>> Start

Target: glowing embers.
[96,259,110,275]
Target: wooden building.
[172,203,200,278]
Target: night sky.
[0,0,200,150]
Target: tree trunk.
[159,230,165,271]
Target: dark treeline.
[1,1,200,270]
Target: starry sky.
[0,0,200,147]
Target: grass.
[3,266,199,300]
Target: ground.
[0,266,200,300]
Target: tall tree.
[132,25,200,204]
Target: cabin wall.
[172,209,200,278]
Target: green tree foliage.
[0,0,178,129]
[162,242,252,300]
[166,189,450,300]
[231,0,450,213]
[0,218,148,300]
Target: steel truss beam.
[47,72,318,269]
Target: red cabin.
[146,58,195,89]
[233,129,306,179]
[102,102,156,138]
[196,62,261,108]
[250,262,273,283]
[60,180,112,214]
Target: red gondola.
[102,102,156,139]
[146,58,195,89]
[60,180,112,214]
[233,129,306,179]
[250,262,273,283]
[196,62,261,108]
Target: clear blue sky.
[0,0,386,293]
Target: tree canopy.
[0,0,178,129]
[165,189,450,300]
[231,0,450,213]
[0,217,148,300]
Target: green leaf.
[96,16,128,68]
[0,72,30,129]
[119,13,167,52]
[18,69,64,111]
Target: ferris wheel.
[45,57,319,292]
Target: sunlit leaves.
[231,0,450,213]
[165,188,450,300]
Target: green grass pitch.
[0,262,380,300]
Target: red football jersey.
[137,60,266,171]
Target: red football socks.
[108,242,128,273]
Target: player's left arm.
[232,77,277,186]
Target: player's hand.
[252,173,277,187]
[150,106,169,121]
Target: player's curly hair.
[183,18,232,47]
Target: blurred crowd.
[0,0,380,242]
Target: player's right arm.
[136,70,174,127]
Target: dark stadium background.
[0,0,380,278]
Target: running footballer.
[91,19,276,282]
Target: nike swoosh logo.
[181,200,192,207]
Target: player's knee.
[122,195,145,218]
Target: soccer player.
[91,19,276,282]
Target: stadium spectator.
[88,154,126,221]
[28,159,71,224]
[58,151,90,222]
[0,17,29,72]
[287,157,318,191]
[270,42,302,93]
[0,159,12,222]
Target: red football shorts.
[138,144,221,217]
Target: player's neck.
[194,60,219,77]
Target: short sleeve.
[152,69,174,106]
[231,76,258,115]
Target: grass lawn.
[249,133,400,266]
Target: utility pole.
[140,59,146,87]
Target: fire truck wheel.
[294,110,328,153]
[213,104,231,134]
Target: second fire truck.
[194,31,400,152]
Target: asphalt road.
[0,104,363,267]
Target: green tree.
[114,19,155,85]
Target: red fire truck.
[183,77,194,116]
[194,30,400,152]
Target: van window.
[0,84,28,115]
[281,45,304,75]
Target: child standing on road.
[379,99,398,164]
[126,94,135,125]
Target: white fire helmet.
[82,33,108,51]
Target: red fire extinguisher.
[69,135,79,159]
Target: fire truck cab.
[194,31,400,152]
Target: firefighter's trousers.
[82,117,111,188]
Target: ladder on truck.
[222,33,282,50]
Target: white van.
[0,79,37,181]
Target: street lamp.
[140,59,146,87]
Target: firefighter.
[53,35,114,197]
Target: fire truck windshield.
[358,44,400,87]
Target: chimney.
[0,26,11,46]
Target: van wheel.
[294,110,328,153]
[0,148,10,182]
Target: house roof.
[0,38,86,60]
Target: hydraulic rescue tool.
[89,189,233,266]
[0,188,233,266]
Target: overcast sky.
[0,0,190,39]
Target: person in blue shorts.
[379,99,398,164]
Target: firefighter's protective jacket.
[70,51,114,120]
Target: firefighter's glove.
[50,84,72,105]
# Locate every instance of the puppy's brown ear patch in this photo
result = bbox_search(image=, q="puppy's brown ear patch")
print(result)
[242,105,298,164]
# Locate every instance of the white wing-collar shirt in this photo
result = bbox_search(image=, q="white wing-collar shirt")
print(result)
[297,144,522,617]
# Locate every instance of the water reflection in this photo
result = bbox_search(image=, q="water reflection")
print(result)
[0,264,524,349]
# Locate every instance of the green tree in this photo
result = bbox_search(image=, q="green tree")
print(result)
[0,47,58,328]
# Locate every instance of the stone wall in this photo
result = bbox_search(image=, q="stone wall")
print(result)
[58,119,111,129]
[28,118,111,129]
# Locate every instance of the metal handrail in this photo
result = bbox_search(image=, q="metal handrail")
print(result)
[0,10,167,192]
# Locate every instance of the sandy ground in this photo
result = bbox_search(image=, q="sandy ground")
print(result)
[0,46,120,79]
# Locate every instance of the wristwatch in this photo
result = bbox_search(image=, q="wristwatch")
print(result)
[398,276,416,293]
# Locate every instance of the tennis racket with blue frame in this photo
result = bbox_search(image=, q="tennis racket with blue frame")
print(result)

>> End

Stated problem:
Which lines in the data above contain the word "with"? Pull out each of those lines and copy it in full.

Answer to this problem:
# Locate every instance of the tennis racket with blue frame in this photo
result = bbox_search(image=, q="tennis racket with blue frame")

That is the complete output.